'''

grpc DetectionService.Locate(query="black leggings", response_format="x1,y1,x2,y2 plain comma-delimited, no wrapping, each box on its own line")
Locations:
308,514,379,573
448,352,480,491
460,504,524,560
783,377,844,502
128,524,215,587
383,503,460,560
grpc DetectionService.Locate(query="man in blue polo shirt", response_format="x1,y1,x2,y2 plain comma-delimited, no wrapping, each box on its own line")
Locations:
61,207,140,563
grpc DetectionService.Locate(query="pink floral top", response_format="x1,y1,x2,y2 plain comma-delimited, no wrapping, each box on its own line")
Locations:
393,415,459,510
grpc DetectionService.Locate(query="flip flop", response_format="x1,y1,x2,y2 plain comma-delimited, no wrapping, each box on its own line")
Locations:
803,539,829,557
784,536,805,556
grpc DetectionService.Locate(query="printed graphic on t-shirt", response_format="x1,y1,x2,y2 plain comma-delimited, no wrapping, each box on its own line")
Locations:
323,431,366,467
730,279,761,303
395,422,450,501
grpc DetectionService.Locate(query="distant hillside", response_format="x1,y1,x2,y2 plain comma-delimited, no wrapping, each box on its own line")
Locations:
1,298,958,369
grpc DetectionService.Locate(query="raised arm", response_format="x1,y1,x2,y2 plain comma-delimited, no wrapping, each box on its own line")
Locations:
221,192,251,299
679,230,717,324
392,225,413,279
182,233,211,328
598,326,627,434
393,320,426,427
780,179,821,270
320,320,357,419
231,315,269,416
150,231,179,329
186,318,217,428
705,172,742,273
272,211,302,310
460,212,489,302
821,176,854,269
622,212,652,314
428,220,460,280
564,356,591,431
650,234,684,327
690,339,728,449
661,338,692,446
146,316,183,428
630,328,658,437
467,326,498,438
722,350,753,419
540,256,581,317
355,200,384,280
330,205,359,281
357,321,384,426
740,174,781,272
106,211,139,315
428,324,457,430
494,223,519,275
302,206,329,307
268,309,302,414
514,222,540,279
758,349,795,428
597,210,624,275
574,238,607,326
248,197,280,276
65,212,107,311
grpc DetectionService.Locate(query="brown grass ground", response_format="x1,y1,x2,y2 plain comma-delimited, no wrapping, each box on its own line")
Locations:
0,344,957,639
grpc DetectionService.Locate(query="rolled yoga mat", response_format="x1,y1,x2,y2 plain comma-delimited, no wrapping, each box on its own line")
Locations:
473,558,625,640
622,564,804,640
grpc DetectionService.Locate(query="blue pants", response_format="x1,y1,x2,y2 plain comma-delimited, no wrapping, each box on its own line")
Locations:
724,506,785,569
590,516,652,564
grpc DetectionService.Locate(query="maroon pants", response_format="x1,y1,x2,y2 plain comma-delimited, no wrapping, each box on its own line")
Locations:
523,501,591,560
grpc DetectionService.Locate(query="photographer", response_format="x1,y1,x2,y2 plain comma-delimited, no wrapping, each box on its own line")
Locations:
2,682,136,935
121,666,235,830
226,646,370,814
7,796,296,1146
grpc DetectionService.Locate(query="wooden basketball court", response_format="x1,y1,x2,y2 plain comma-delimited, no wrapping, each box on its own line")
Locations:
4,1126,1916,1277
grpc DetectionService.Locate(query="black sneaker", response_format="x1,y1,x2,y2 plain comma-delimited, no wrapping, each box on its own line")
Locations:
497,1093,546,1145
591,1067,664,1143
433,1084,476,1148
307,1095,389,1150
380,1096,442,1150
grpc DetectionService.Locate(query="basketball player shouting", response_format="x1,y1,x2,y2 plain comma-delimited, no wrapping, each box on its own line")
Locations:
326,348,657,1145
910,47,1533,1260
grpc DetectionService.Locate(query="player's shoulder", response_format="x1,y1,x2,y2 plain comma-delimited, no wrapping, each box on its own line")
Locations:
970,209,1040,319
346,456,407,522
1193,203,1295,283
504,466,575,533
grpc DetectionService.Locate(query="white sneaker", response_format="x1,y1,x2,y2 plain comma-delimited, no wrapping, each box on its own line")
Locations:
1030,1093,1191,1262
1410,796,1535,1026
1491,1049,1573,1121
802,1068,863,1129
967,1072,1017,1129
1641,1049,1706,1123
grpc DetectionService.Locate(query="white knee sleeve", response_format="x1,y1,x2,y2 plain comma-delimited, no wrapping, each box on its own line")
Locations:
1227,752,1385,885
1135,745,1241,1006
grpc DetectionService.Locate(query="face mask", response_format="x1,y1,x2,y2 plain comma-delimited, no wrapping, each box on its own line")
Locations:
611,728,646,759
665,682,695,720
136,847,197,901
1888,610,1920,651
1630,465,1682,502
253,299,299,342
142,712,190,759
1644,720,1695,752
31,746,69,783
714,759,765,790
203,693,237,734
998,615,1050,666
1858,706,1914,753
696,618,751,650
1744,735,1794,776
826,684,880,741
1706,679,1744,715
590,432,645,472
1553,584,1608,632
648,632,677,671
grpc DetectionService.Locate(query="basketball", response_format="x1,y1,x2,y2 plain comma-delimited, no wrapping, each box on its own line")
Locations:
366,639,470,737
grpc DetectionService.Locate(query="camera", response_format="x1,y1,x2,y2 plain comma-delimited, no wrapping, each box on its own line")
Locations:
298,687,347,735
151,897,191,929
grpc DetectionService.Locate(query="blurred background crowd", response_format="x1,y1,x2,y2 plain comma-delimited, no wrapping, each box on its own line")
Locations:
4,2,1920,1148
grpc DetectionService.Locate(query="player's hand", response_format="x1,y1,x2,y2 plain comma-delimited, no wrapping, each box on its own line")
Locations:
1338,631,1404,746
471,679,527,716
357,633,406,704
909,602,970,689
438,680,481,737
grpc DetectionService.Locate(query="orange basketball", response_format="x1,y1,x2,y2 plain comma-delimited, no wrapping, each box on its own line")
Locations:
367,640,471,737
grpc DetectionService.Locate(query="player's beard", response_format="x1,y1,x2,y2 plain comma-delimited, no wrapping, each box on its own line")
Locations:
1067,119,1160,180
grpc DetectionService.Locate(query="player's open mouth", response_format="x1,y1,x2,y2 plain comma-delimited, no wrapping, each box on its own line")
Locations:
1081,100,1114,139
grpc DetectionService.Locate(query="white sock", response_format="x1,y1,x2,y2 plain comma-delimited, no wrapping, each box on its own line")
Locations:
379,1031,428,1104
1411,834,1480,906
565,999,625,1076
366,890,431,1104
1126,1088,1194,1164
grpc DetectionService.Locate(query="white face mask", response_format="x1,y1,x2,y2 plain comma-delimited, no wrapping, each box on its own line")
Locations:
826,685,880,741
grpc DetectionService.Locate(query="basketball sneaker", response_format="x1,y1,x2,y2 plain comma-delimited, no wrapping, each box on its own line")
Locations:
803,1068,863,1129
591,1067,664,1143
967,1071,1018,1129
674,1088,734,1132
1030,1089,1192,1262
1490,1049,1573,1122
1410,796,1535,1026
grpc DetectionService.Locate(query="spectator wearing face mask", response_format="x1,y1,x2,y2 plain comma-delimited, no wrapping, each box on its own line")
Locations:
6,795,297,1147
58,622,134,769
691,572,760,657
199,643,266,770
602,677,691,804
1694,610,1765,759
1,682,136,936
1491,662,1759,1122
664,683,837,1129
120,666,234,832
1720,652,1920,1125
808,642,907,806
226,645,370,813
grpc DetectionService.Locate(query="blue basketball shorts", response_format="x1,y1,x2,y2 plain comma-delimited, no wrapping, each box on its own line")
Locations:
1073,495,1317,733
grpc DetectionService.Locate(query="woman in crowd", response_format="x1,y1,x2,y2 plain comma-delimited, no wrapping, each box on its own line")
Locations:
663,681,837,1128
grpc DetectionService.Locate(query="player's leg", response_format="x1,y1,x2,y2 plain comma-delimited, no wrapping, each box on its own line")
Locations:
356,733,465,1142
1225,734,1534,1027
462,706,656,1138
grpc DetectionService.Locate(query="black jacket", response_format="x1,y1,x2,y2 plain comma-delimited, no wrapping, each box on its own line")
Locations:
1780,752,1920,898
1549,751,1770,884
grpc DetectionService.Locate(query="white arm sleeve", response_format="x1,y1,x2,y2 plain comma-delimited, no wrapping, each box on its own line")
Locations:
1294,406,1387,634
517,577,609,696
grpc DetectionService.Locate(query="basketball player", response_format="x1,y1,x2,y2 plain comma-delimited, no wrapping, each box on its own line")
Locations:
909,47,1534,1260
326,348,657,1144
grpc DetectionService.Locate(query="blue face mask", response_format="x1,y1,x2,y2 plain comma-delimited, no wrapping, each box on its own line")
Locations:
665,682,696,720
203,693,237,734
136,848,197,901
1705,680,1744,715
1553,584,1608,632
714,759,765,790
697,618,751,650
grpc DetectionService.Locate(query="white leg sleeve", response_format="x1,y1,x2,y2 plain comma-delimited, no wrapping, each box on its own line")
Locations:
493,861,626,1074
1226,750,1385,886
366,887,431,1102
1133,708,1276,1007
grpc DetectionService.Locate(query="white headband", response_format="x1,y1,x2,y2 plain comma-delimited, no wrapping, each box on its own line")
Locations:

'''

-- Task statement --
This exercise requires the lines of the entries containing the string "crowd".

-- Exercise response --
grpc DetectionService.Locate(query="blurred background crowd", response_format="x1,y1,x2,y2 plain comma-delimited, no wrapping, each box on its own line")
grpc DetectionService.Locate(query="woman in crowd", response_format="x1,y1,x2,y2 plain comma-delimited, no wrapping, each box on its own line")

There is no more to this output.